- **Action item A**:
According to the nib Holdings article, what underlying operating profit did the company advise for FY21?
- **Action item B**:
Resume the nib Holdings article after its last sentence.

- **Text excerpt**:

BEGIN

Australia | Apr 27 2021
This story features NIB HOLDINGS LIMITED, and other companies. For more info SHARE ANALYSIS: NHF
Health insurance claims trends remain benign, suggesting nib Holdings will need to carefully manage expectations around a potential windfall from the pandemic
-Margin trends could surprise to the upside in FY22
-Difficult to ascertain how quickly claims return to normal
-May need to tread carefully asking for a price rise in 2022
By Eva Brocklehurst
A healthy end to the financial year looms for nib Holdings ((NHF)), which has advised its underlying operating profit in FY21 will be around $200-225m, well ahead of most broker estimates. Policyholder growth was 3.7% for the nine months to March and this compares with prior guidance of growth of 3-4% for the year to June 2021.
UBS cautions that the company's definition of policyholder growth includes a resumption of policies suspended as a result of covid-19, and actual new policyholder growth is much lower. The broker lifts FY22 and outer year underlying operating profit estimates by 3% to allow for the flow-through of higher policy growth and a continuation of the elevated net margins.
Ord Minnett suspects margin trends could surprise to the upside in FY22, particularly given the strong rate increases (4.36%) the company was able to put through this April. Claims provisions stemming from the pandemic are reduced to $59m, from $71 in the first half, and a further unwinding of provisions is expected in the fourth quarter.
The number of claims by Australian residents continues to be well below expectations and the catch-up in accessing healthcare treatment, anticipated after mobility restrictions imposed by the pandemic were lifted, is returning at a slower pace than assumed at the December quarter update.

END

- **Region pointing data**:

BEGIN

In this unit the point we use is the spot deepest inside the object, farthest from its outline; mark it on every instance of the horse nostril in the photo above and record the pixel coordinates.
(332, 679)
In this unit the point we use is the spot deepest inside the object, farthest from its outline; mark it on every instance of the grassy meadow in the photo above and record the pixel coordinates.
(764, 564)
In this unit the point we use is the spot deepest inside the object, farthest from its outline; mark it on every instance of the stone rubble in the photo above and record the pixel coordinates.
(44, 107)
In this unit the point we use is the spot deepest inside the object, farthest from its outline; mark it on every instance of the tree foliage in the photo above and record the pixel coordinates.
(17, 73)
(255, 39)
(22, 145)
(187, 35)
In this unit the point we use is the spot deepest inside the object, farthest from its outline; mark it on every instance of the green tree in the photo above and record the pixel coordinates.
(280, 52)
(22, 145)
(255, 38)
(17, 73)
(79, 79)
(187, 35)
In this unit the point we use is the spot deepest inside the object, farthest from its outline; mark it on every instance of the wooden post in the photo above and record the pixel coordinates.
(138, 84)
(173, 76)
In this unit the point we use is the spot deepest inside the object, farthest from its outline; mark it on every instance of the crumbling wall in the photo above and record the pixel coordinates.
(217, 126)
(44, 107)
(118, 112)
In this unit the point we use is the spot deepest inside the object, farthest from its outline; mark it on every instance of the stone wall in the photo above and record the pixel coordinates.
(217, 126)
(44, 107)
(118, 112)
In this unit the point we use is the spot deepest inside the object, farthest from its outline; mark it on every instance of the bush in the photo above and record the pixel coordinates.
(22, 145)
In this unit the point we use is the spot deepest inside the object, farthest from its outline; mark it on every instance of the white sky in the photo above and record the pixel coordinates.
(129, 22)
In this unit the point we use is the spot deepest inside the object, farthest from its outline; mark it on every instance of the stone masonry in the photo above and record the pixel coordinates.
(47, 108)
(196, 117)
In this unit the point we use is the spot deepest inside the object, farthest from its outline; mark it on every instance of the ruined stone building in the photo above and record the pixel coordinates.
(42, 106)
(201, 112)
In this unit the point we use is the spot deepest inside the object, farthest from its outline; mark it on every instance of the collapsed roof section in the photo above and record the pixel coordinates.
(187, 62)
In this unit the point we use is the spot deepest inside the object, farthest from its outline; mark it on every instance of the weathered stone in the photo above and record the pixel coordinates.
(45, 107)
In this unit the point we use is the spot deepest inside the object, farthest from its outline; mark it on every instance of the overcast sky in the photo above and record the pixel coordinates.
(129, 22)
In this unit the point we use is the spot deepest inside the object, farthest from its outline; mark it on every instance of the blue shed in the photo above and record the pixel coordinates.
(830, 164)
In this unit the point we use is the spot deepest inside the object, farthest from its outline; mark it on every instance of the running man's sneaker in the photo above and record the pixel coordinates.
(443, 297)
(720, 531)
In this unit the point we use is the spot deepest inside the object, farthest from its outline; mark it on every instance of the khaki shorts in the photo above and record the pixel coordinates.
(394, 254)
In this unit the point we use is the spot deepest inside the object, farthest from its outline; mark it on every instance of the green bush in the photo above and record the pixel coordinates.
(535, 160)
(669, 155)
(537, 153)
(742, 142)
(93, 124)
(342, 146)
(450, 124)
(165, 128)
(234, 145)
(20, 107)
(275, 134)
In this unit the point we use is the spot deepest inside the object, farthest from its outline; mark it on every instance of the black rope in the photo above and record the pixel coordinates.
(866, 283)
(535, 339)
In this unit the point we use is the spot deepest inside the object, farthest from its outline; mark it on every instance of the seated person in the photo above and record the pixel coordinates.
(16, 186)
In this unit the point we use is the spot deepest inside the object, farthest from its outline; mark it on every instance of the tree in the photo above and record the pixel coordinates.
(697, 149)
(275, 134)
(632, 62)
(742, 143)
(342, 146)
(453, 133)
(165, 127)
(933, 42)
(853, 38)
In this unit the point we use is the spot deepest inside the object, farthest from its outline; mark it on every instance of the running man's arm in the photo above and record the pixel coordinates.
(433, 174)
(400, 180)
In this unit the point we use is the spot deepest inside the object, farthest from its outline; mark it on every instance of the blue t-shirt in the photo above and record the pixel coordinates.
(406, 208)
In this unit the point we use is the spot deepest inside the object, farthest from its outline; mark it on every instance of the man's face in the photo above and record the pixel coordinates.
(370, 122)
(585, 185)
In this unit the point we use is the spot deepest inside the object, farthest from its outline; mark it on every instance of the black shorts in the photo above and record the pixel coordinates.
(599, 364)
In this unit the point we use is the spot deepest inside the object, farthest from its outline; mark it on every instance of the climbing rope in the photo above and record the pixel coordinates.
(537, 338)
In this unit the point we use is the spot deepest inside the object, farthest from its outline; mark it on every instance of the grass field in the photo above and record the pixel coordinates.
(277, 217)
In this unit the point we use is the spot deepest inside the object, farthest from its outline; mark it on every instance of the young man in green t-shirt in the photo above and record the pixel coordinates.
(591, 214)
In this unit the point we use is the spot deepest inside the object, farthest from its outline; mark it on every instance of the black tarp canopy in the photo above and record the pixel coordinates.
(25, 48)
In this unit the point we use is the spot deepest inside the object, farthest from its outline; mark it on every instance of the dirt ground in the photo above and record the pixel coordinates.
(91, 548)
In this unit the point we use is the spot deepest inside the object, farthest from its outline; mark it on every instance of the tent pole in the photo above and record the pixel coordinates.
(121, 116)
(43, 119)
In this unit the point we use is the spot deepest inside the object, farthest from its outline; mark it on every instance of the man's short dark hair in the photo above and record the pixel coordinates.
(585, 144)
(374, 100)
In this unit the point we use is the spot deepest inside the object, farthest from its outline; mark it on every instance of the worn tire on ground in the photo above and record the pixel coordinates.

END

- **Response A**:
Around $200-225m.

- **Response B**:
Citi is sanguine about claims trends, continuing to believe this is essentially a one-off benefit and likely to dissipate in FY22. The broker highlights the risk equalisation benefit, as the older cohort continues to defer claims, is the main reason for the better outcome.
Ultimately, the issue is how quickly claims trends normalise and this is a difficult call, Morgans suggests. It is difficult to know how long claims tailwinds will support profits in Australian resident health insurance, with the broker noting some of the company's other divisions are struggling.
To date, a strong performance in Australasia is offsetting weakness in the international inbound health insurance segment as well as in travel insurance. Goldman Sachs takes the opportunity to push out the assumed recovery in health insurance dependent on international borders re-opening.
Returns To Whom?
Ord Minnett finds it unclear from the update as to whether nib Holdings will give some benefit back to customers, noting favourable claims trends have meant Medibank Private ((MPL)) signalled a return of benefits to policyholders.
UBS asserts that most health insurers have provided some sort of commitment to return savings generated during the pandemic to customers but it appears nib Holdings is looking to distribute this back to shareholders, which explains the large beat to forecasts.
While recent share price weakness has opened up some valuation appeal, the broker finds the near-term outlook is unclear and also suspects when policymakers witness the record margins health insurers are enjoying they may be less inclined to provide supportive policy in the upcoming federal budget.
Moreover, heading to a federal election, health insurance could again be a topic of debate and profit levels may be hard to defend. Ord Minnett agrees, remarking that the "embarrassment of riches" incurred in a pandemic environment may provoke some push-back if nib Holdings resists returning its gains.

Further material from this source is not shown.